Material supplied:
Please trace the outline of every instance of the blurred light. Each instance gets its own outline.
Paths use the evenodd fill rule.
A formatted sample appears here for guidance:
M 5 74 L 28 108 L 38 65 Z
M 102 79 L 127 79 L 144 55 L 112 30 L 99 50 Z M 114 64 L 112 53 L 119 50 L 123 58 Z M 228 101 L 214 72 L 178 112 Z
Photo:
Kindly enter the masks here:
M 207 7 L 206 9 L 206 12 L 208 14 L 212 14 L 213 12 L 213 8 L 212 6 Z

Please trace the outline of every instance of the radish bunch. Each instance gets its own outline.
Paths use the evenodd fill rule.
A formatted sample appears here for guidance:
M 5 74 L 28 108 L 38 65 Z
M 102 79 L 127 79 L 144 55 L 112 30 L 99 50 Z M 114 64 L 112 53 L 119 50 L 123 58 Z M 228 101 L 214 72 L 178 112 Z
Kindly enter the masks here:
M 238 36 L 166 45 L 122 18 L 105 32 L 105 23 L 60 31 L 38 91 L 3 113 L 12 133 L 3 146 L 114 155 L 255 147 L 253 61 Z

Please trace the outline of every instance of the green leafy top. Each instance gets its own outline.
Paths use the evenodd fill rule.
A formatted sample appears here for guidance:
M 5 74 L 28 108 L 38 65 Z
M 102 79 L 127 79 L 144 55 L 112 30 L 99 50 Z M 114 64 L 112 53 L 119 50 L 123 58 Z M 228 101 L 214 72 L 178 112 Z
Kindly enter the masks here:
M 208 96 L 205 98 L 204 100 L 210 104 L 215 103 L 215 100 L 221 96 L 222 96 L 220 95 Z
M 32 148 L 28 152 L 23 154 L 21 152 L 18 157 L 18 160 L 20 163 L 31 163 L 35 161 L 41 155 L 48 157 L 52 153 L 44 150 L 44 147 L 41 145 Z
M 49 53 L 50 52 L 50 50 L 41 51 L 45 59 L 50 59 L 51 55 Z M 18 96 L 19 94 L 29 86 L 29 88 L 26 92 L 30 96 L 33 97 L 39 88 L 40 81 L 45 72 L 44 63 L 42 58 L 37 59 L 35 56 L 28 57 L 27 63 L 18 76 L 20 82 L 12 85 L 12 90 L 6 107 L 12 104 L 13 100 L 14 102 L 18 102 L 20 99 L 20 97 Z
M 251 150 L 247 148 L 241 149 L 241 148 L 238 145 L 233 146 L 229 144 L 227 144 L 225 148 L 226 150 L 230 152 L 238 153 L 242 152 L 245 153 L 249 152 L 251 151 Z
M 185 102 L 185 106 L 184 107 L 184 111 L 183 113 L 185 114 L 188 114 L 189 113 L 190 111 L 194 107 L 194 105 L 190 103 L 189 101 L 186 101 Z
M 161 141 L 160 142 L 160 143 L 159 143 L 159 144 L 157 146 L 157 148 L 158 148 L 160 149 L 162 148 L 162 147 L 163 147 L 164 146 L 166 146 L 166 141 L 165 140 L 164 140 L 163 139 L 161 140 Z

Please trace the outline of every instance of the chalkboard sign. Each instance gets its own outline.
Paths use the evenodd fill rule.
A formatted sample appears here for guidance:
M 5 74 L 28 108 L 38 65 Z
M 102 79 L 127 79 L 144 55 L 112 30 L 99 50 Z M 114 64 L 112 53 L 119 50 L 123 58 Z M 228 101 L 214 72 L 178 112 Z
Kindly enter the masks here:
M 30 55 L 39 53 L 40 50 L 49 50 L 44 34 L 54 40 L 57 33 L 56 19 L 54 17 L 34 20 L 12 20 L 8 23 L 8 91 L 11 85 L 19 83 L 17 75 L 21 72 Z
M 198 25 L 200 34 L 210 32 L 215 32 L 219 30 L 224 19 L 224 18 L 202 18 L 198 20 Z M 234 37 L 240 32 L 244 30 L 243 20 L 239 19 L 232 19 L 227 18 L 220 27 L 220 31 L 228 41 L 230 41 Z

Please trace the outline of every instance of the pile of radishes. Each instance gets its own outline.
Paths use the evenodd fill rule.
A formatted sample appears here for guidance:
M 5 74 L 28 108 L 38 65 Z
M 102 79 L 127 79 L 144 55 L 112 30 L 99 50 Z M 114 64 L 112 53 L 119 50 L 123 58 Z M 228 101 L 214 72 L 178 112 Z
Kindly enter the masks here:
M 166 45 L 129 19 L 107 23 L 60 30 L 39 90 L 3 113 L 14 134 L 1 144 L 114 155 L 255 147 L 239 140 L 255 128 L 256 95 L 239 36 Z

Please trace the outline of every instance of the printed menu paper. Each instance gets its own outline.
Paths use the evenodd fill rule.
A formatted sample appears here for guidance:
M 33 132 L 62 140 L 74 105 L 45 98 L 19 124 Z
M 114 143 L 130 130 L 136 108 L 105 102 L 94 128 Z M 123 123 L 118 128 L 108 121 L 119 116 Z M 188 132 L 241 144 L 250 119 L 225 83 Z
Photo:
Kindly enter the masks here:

The problem: Quote all the rows above word for word, with nothing changed or left out.

Solved exercise:
Please trace the outline of every instance of the blurred light. Each instance gets its own outline.
Paths use the evenodd fill rule.
A formatted sample appears here for guidance:
M 5 74 L 28 108 L 38 65 Z
M 102 79 L 127 79 L 144 55 L 112 30 L 99 50 Z M 114 64 L 112 53 L 119 50 L 123 58 Z M 228 101 L 214 72 L 178 112 Z
Photo:
Kindly enter the masks here:
M 207 7 L 206 9 L 206 12 L 208 14 L 212 14 L 213 12 L 213 8 L 212 6 Z

Please trace the outline of every instance of the radish bunch. Each instance gets its own outline.
Paths use the evenodd fill rule.
A formatted sample appears here for guidance:
M 5 74 L 28 108 L 38 65 Z
M 102 79 L 127 79 L 144 55 L 112 30 L 99 50 Z M 114 64 L 112 53 L 119 50 L 123 58 Z M 228 101 L 214 72 L 178 112 Z
Kindly enter the masks here:
M 238 36 L 166 45 L 122 18 L 105 32 L 105 23 L 60 31 L 38 91 L 3 113 L 12 133 L 3 146 L 114 155 L 255 147 L 253 61 Z

Please trace the outline of every instance of the green leafy top. Each instance gets its own outline.
Paths use the evenodd fill rule.
A formatted sample appears here for guidance:
M 5 74 L 28 108 L 38 65 Z
M 102 79 L 127 79 L 144 55 L 112 30 L 99 50 Z M 114 64 L 112 53 L 119 50 L 123 58 Z M 228 101 L 214 72 L 178 112 Z
Kindly enter the masks here:
M 208 96 L 205 98 L 204 100 L 210 104 L 215 103 L 215 100 L 221 96 L 222 96 L 220 95 Z
M 32 148 L 28 152 L 23 154 L 21 152 L 18 157 L 18 160 L 20 163 L 31 163 L 35 161 L 41 155 L 48 157 L 52 153 L 44 150 L 44 147 L 41 145 Z
M 49 53 L 50 52 L 50 50 L 41 51 L 45 59 L 50 59 L 51 55 Z M 18 96 L 19 94 L 29 86 L 29 88 L 26 92 L 30 96 L 33 97 L 39 88 L 40 81 L 45 72 L 44 63 L 42 58 L 37 59 L 35 56 L 28 57 L 27 63 L 18 76 L 20 82 L 12 85 L 12 90 L 6 107 L 12 104 L 13 100 L 14 102 L 18 102 L 20 99 L 20 97 Z
M 251 150 L 247 148 L 241 149 L 241 148 L 238 145 L 233 146 L 229 144 L 227 144 L 225 148 L 226 150 L 230 152 L 238 153 L 242 152 L 245 153 L 249 152 L 251 151 Z
M 185 102 L 185 106 L 184 107 L 184 111 L 183 113 L 185 114 L 188 114 L 189 113 L 190 111 L 194 107 L 194 105 L 190 103 L 189 101 L 186 101 Z
M 161 141 L 160 142 L 160 143 L 159 143 L 159 144 L 157 146 L 157 148 L 158 148 L 160 149 L 162 148 L 162 147 L 163 147 L 164 146 L 166 146 L 166 141 L 165 140 L 164 140 L 163 139 L 161 140 Z

Please trace the outline of every instance of the chalkboard sign. Each instance gets its own outline.
Paths use the evenodd fill rule.
A formatted sample appears here for guidance:
M 5 74 L 28 108 L 38 65 Z
M 102 79 L 127 79 L 144 55 L 112 30 L 99 50 Z M 114 64 L 112 53 L 119 50 L 123 58 Z M 228 101 L 214 72 L 178 112 Z
Kindly enter the masks here:
M 30 55 L 39 53 L 40 50 L 49 50 L 44 34 L 54 40 L 57 33 L 56 19 L 54 17 L 34 20 L 12 20 L 8 23 L 8 91 L 11 85 L 19 83 L 17 75 L 21 72 Z
M 198 25 L 200 34 L 210 32 L 215 32 L 219 30 L 224 19 L 224 18 L 202 18 L 198 20 Z M 234 37 L 240 32 L 244 30 L 243 20 L 239 19 L 232 19 L 227 18 L 220 27 L 220 31 L 228 41 L 230 41 Z

Please trace the outline of every instance of the pile of radishes. Each instance gets its own outline.
Paths use the evenodd fill rule.
A formatted sample appears here for guidance:
M 5 74 L 28 108 L 38 65 Z
M 102 79 L 127 79 L 144 55 L 112 30 L 99 50 Z M 114 64 L 112 53 L 119 50 L 123 58 Z M 228 101 L 214 72 L 178 112 Z
Kindly enter the masks here:
M 166 45 L 129 19 L 107 23 L 60 30 L 39 90 L 3 113 L 14 134 L 1 144 L 114 155 L 255 147 L 239 140 L 255 128 L 256 95 L 239 36 Z

Please trace the outline of every instance of the printed menu paper. Each instance gets its own outline.
Paths use the evenodd fill rule.
A formatted sample appears here for guidance:
M 33 132 L 62 140 L 74 105 L 45 98 L 19 124 Z
M 114 143 L 130 130 L 136 108 L 105 102 L 94 128 Z M 123 123 L 118 128 L 108 121 L 119 116 Z M 188 132 L 241 144 L 250 119 L 225 83 Z
Photo:
Kindly enter the masks here:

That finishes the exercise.